▶ **Задания**:
**A.** Переведите на английский язык предложение из выбранного отрывка: «Для этого он покупал костяные бильярдные шары и распиливал их на кружки».
**B.** Запишите дословно фрагмент выбранного отрывка, который открывается словами «В конце 20-х» и завершается словами «по возможности, оправдывать.».

▶ **Выбранный отрывок**:

=====

В конце 20-х гг. Данилов работал заведующим типографией. Одновременно по общественной линии он являлся членом Комиссии рабоче-

го контроля, которой руководила Р. С. Землячка. Данилов рассказывал, как она учила членов комиссии, что законное решение менее важно, чем классовый подход, и если выходило, что кто-то был виновен по существующему закону, нужно было смотреть, кто он. Сомнительных в классовом отношении можно было обвинять, а «своих» по классу следовало судить не так строго и, по возможности, оправдывать.

В эти годы Владимир Константинович сблизился с каким-то чекистом, судя по всему довольно высокого ранга. Кажется, их дружба началась в Сибири. Это был ужасный человек и палач в полном смысле слова. В прошлом он был матросом и участвовал в революции. У чекиста был сын, которого Данилов усыновил, так как отцу недосуг было им заниматься. Мальчик этот прожил у Данилова лет до двенадцати. Закончилась его жизнь трагически, он утонул в реке при купании. Очевидно, Данилов был к мальчику привязан, так как часто вспоминал о нем. Друг же его, чекист, спился, и как он закончил свое существование, я не знаю.

Приближалась страшная середина тридцатых годов, когда были разгромлены многие учреждения и общественные организации. Я сейчас уже не помню, каким образом Данилову стала ясна нависшая над ним опасность. Кажется, прекратить общественную деятельность ему посоветовал отец. Может быть, что-то стало ему известно благодаря связям с чекистами. Данилов поступил исключительно мудро. Он сразу ушел отовсюду: с заведования типографией, из рабочего контроля и из партии, членом которой в то время был (что он был в партии, Данилов признался мне только в конце жизни). Владимир Константинович «лег на дно», позже стал работать нештатным фотографом в издательствах, какое-то время занимался тем, что делал миниатюры на слоновой кости и резал из нее камеи. Для этого он покупал костяные бильярдные шары и распиливал их на кружки. Затем Данилов начал работать нештатным художником в «Интуристе», делая рекламные фотомонтажи и ретушь. Из «Интуриста» он перешел на работу в «Союзфото», преобразованное потом в Фотохронику ТАСС. Здесь тоже, конечно, он не был в штате. Так Данилову удалось избежать катка репрессий середины 30-х годов, прокатившегося по стране. Я думаю, что эти годы наложили на него определенный отпечаток, выражавшийся в подозрительности и недоверчивости.

=====

▶ **Сохранённые данные**:
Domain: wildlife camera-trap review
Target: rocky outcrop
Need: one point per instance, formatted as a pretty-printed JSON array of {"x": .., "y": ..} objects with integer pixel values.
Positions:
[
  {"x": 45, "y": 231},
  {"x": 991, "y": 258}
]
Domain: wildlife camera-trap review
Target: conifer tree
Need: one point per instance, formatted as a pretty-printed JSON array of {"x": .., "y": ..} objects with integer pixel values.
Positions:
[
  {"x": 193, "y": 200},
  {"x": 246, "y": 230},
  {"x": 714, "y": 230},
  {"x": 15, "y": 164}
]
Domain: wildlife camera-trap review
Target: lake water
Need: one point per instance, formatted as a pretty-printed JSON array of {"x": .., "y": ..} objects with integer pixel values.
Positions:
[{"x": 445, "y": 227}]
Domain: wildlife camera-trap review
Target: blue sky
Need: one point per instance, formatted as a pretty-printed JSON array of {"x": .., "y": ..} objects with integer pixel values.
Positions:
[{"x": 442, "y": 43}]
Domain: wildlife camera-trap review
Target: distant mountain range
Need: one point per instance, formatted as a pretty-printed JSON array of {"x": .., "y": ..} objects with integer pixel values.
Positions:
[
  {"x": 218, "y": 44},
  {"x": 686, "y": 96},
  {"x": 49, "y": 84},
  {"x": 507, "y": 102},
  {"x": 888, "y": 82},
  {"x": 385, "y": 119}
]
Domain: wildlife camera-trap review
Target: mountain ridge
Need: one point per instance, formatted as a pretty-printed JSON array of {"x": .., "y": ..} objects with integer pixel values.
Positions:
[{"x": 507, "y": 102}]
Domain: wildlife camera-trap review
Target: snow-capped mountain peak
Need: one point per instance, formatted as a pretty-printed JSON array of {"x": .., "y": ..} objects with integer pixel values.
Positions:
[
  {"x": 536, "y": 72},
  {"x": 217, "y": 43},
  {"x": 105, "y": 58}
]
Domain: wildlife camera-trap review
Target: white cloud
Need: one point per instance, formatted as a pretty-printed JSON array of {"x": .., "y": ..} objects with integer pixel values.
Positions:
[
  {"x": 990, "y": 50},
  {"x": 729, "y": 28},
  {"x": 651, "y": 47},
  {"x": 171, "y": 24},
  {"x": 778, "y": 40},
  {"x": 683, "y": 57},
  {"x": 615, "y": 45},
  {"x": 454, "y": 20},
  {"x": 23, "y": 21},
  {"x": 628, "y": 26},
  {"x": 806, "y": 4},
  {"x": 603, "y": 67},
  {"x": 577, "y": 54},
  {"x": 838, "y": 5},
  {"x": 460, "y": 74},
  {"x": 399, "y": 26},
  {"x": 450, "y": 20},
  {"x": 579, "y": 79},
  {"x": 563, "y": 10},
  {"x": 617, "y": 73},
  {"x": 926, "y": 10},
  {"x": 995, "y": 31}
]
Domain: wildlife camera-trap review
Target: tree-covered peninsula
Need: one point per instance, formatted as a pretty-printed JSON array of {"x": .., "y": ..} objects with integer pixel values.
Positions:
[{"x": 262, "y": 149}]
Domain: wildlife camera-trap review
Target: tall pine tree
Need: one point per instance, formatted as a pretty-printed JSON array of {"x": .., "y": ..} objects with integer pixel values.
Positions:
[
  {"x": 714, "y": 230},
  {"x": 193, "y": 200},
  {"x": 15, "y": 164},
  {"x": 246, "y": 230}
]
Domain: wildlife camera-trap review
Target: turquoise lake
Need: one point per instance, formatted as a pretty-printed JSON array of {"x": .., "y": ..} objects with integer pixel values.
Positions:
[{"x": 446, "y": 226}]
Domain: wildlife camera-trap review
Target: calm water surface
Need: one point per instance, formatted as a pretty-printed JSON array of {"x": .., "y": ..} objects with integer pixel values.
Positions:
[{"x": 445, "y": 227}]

=====

▶ **Ответы**:
**A.** For this he bought ivory billiard balls and sawed them into disks.

**B.**
В конце 20-х гг. Данилов работал заведующим типографией. Одновременно по общественной линии он являлся членом Комиссии рабоче-

го контроля, которой руководила Р. С. Землячка. Данилов рассказывал, как она учила членов комиссии, что законное решение менее важно, чем классовый подход, и если выходило, что кто-то был виновен по существующему закону, нужно было смотреть, кто он. Сомнительных в классовом отношении можно было обвинять, а «своих» по классу следовало судить не так строго и, по возможности, оправдывать.